— BEGIN Document passage —

In February 2006, it was announced that the magazine would cease publication after the February 13 edition due to declining sales. [6] The digital music video channel, digital radio, and website services still continue.

In July 2009, a one-off commemorative issue of the magazine was published as a tribute to singer Michael Jackson. [7] Further one-off specials were released in November 2009 (Take That) and December 2010 (Lady Gaga). [8]

Editors

The publication's Art Editor in the early 1990s was Phil Hawksworth, who guided the transition between traditional artwork to electronic artwork on the Mac, introducing many of the design/content features used until publication ceased in 2007.

Compilation albums

EMAP licensed the brand for a number of compilation albums, including a tie in with the Now That's What I Call Music brand for Now Smash Hits , a retrospective of the early 1980s (80 - 87).

— END Document passage —

■ **To do**:
a) According to the music magazine passage, in what month and year was a one-off commemorative issue published as a tribute to Michael Jackson?
b) Why does the music magazine passage say the magazine was set to cease publication after the February 13 edition? Explain in one to three sentences.
c) Continue the music magazine passage from its last sentence.

— BEGIN Information provided —

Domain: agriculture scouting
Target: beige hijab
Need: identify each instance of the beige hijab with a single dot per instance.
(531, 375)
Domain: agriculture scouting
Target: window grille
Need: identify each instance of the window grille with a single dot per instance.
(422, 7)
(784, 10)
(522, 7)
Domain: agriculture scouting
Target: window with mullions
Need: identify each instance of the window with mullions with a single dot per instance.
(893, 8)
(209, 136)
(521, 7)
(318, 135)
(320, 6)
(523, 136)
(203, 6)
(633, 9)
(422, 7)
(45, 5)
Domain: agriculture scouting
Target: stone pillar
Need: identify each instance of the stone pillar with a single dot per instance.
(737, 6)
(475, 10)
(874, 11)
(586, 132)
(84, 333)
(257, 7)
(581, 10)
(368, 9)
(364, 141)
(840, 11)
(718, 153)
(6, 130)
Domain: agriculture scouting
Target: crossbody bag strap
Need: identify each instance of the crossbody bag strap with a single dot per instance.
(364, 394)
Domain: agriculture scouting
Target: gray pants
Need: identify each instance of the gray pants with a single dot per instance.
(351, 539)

— END Information provided —
— BEGIN Information provided —

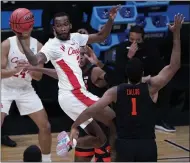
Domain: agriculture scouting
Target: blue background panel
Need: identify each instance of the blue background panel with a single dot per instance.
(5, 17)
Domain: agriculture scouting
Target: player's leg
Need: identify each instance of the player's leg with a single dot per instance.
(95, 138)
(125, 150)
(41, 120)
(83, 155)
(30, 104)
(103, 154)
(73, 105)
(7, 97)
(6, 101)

— END Information provided —
— BEGIN Information provided —

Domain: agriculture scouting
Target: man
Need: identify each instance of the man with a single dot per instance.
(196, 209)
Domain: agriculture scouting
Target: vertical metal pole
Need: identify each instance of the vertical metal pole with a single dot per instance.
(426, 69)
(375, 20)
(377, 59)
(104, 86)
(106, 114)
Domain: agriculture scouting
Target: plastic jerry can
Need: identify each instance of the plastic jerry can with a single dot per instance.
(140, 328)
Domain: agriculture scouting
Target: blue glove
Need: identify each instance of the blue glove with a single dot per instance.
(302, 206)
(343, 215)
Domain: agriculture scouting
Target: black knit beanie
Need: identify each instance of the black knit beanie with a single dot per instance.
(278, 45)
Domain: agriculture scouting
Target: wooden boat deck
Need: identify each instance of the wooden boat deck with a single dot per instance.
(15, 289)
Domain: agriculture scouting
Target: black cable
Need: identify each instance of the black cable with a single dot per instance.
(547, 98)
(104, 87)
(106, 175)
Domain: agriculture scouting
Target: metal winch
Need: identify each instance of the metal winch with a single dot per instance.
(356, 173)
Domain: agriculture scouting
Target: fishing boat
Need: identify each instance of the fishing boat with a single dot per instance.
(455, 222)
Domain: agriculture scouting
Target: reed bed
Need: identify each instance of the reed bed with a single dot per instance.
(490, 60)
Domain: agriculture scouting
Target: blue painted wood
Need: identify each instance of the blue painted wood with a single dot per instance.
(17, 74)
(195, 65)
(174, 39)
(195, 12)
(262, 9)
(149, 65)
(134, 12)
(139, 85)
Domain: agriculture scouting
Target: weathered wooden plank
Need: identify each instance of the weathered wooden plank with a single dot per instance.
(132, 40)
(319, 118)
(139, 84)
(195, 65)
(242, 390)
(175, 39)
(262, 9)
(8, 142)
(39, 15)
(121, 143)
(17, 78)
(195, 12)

— END Information provided —

■ **Responses per task**:
a) July 2009.

b) The magazine was to cease publication because of declining sales. The passage notes that its digital music video channel, digital radio, and website services still continue.

c)
Australian edition

The Australian edition of Smash Hits magazine began in November 1984 as a fortnightly edited by James Manning. The magazine blended some content from the parent publication with locally generated material. Eddy Sarafian, who was later to edit the successful competitor TV Hits for Attic Futura Publications, was also on staff at the time the magazine was founded. Robyn Doreian, later editor of Attic Futura's Hot Metal was graphic designer for Smash Hits and in the early 1990s Lisa Anthony, formerly editor of Attic Futura's Hit Songwords, would become Smash Hits' editor for a brief period. Australian Smash Hits was originally published by Fairfax Magazines and was later purchased by Mason Stewart Publications. Over the years it became a monthly and then a bi-monthly. In 2007 the magazine retailed for A$5.95 Inc. GST and NZ$6.50. On 30 March 2007 it was announced that the Australian edition would cease publication due to low readership. [9] The editor at that time was Emma Bradshaw. The issue that was scheduled to be released on 9 May 2007 was cancelled.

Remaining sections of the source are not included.